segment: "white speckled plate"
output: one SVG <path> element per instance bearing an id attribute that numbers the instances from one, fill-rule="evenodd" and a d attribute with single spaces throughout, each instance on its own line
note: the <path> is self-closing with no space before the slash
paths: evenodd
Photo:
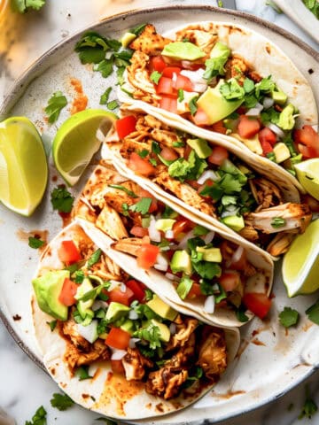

▬▬▬▬▬▬

* Exercise details *
Please state how many lines of the data above contain the string "evenodd", giving only the number.

* Response to the task *
2